→ Description of the task
In the listing below, swap "hair" for "beard" and give every line again with nothing else changed. Leave the pictures out of your answer.

→ Listed entries
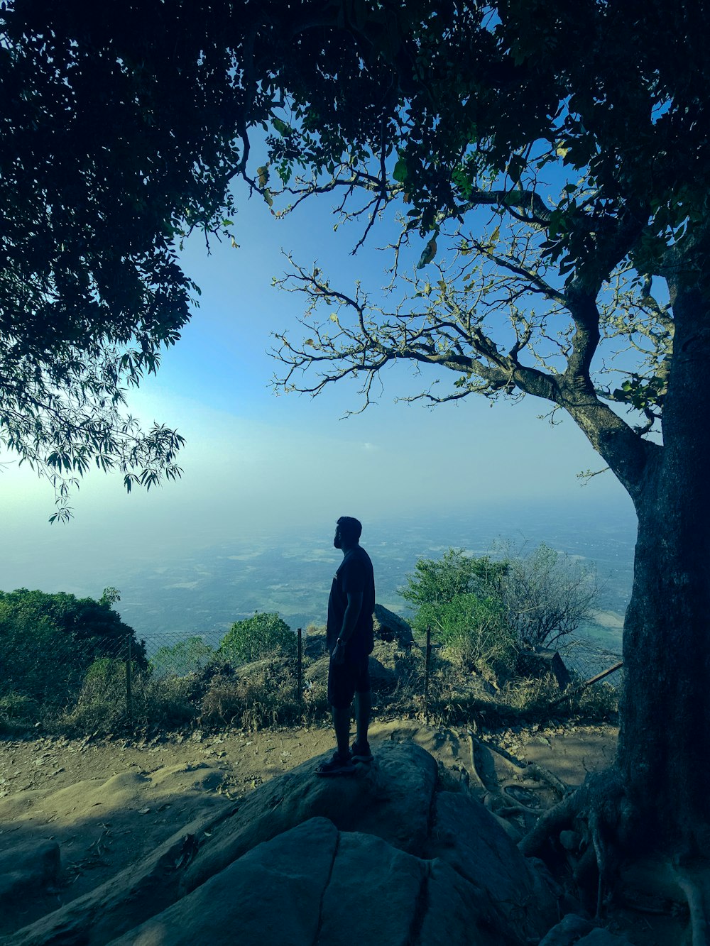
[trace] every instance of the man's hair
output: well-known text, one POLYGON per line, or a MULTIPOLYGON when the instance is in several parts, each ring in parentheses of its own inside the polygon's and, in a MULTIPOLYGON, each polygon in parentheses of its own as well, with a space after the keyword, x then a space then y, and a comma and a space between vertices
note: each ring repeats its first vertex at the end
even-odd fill
POLYGON ((363 523, 352 516, 341 516, 338 519, 340 534, 346 542, 357 542, 363 533, 363 523))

→ The solution
[trace] every instance of the man's beard
output: well-known text, one POLYGON per line, or a MULTIPOLYGON when the instance is in several parts, each ring in parentheses of its own inside the polygon's and, in a MULTIPOLYGON, each polygon in parentheses of its own as well, with a space after the keyword, x then a space then y, and a comma and a space between vertices
note: each ring repeats its first vertex at the end
even-odd fill
POLYGON ((363 523, 352 516, 341 516, 338 519, 340 534, 346 542, 357 542, 363 533, 363 523))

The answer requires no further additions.